21 October,2011 04:24 PM IST | | AFP
Apple co-founder Steve Jobs refused early surgery for the pancreatic cancer that eventually took his life, choosing instead to undergo alternative treatments, according to his biographer.
Walter Isaacson, in an interview with the CBS show "60 Minutes," excerpts of which were released on Thursday, said Jobs, who died on October 5 at the age of 56, told him he eventually regretted the decision to put off the operation.
Isaacson, whose book, "Steve Jobs," goes on sale on Monday, also said Jobs played down the seriousness of his condition and was receiving cancer treatments in secret while telling people he had been cured.
Isaacson said doctors told Jobs that the disease was "one of these very slow-growing five percent of pancreatic cancers that can actually be cured."
"But Steve Jobs doesn't get operated on right away," he said. "He tries to treat it with diet. He goes to spiritualists. He goes through various ways of doing it macrobiotically and he doesn't get an operation.

Region descriptions in natural language:
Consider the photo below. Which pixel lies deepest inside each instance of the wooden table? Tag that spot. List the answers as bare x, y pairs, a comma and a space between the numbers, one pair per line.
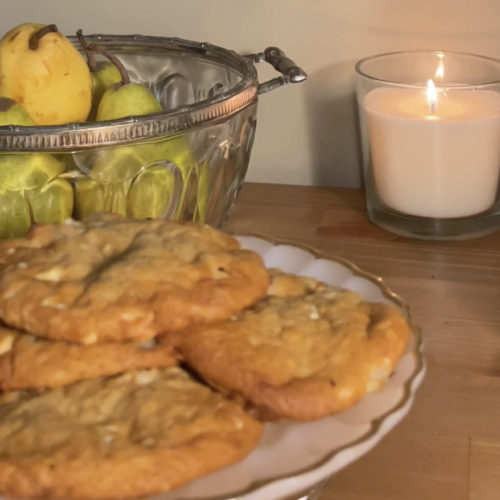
448, 447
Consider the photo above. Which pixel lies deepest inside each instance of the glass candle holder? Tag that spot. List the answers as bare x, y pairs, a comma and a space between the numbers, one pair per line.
430, 133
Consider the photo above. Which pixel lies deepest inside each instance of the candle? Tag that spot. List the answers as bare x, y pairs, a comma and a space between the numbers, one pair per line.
434, 153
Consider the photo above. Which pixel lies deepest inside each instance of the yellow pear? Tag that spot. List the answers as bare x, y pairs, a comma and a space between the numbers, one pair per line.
41, 70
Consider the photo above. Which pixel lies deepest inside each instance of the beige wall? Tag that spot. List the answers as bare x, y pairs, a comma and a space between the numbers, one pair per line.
306, 133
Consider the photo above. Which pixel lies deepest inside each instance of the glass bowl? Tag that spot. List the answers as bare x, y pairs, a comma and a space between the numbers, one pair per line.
187, 162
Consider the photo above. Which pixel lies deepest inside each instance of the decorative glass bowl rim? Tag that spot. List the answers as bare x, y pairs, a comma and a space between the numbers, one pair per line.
77, 136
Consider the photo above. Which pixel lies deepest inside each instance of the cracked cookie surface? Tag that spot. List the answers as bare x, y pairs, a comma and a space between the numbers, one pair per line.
113, 279
30, 362
305, 351
127, 436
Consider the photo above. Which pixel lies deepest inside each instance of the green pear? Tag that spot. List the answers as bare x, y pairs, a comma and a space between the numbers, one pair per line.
89, 197
124, 98
52, 203
152, 193
12, 113
103, 73
23, 181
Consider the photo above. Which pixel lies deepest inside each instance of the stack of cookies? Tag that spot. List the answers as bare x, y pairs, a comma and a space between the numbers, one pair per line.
138, 355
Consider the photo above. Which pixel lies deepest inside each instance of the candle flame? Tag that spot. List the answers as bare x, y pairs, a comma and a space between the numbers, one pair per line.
431, 96
439, 74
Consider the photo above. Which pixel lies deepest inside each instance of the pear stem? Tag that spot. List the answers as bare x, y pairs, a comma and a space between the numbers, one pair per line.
121, 68
37, 35
90, 57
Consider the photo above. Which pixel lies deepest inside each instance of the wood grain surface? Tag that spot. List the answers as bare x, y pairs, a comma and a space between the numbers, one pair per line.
448, 447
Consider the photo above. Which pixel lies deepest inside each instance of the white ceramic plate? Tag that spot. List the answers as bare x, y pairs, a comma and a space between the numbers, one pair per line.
292, 457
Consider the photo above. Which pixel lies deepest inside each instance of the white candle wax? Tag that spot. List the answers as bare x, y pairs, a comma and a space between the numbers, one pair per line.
439, 163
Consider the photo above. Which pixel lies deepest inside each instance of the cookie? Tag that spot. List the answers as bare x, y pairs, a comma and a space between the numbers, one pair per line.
114, 279
29, 362
300, 356
127, 436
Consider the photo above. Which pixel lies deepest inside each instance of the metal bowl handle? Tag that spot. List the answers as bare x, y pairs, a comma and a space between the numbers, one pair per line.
290, 72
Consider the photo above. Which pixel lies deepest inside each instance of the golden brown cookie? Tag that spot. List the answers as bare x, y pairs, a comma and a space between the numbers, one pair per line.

Directions for this task: Copy word for word the part of the article on Steve Jobs's cancer treatment from "21 October,2011 04:24" to "off the operation.". The rows have no connection to the article.

Result below:
21 October,2011 04:24 PM IST | | AFP
Apple co-founder Steve Jobs refused early surgery for the pancreatic cancer that eventually took his life, choosing instead to undergo alternative treatments, according to his biographer.
Walter Isaacson, in an interview with the CBS show "60 Minutes," excerpts of which were released on Thursday, said Jobs, who died on October 5 at the age of 56, told him he eventually regretted the decision to put off the operation.